Top of Input records
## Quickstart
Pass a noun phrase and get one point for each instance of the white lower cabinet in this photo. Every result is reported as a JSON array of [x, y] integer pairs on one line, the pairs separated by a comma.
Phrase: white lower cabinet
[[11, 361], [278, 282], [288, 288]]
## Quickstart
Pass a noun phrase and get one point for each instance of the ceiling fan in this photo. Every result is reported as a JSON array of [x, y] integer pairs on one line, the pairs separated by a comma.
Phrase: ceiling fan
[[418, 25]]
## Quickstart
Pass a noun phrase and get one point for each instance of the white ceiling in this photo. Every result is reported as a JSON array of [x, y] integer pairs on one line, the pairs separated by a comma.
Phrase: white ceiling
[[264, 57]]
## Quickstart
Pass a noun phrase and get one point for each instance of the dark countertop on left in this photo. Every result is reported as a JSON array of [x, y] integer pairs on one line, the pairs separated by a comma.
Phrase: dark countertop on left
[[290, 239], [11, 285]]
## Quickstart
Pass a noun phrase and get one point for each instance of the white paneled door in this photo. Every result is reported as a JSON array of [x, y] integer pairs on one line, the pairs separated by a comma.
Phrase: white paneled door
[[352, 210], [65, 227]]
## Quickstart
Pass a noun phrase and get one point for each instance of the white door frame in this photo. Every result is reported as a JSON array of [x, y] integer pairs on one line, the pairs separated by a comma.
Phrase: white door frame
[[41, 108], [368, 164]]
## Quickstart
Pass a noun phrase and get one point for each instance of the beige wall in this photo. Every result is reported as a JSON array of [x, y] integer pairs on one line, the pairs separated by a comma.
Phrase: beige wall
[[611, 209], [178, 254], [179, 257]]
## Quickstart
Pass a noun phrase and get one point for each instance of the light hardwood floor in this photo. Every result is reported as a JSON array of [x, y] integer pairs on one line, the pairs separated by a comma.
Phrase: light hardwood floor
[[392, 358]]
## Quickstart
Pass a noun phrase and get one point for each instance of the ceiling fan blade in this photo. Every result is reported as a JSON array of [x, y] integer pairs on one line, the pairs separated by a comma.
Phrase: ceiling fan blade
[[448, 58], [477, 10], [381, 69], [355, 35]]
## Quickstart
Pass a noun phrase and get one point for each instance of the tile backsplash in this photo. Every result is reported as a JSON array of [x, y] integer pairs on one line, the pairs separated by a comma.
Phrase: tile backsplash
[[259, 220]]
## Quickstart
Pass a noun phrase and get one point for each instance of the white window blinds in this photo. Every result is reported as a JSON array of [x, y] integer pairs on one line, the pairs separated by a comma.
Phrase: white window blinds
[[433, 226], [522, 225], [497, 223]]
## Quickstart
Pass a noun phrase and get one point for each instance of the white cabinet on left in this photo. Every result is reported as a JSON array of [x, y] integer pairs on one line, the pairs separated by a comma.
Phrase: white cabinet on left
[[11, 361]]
Bottom of Input records
The records above need to be retyped exactly.

## Quickstart
Pass a noun phrase and get one point for each instance of the white lower cabinet in this photo. Every result is reported as a JSON array of [x, y] integer pairs on one line, the pairs separated by a comma.
Phrase: white lower cabinet
[[11, 361], [278, 282], [288, 288]]
## Quickstart
Pass a noun phrase and get one point for each instance of the ceiling fan in this photo. Every result is reported as a JSON array of [x, y] integer pairs on one line, the pairs separated by a comma.
Phrase: ceiling fan
[[418, 25]]
## Quickstart
Pass a noun phrase and get one point for each instance of the white ceiling in this photo. Every result is reported as a JSON array of [x, y] integer pairs on one line, the pairs separated by a comma.
Phrase: white ceiling
[[264, 57]]
## Quickstart
Pass a noun phrase and get one point for each instance of the dark countertop on left in this photo. Every result is reported as a JSON array of [x, y] integer pairs on one line, the pairs separated by a comma.
Phrase: dark countertop on left
[[290, 239], [11, 285]]
## Quickstart
Pass a noun phrase and get one point for each instance of the white paneled door in this photo. Every result is reported as a JSON array of [x, y] integer pairs on one line, the pairs separated by a comma.
Phrase: white paneled door
[[352, 210], [65, 227]]
## Quickstart
Pass a noun phrase and get one point for each instance of the white door frame in this photo. Every result is reported as a JSON array of [x, y] integer pairs on one line, the pairs separated by a comma.
Phrase: white door frame
[[41, 108], [368, 164]]
## Quickstart
Pass a noun phrase and get one point for each instance of the beige wall in this photo. Every result is reported as a JSON array of [x, y] integer pairs on one line, the pairs separated by a comma.
Phrase: beige wall
[[611, 209], [178, 254], [179, 257]]
## Quickstart
Pass a noun phrase and get one point for each instance of the light hardwood floor in this photo. Every result is reported as a JSON array of [x, y] integer pairs on one line, the pairs separated by a comma.
Phrase: light hardwood floor
[[392, 358]]
## Quickstart
Pass a noun phrase and get one point for each instance of the ceiling fan blade in this photo. Every result is reported as a JSON array of [x, y] integer pairs on one line, the pairs separated by a comma.
Phrase: ceiling fan blade
[[448, 58], [477, 10], [381, 69], [355, 35]]
## Quickstart
Pass a noun phrase and get one point for each instance of the tile backsplash in this photo. Every result is reported as a JSON array of [x, y] integer pairs on one line, the pairs separated by a comma.
Phrase: tile backsplash
[[259, 220]]
## Quickstart
Pass a noun phrase and get one point for each instance of the white window blinds in this photo. Every result is reported as a JSON array of [x, y] integer pairs on one line, the pairs separated by a comma.
Phrase: white window blinds
[[433, 226], [522, 225], [497, 223]]
## Quickstart
Pass a noun phrase and get one point for each instance of the white cabinet on left in this photo. Every result is reported as a JSON array of [x, y] integer pairs on one line, the pairs separated by a comma.
Phrase: white cabinet on left
[[11, 361]]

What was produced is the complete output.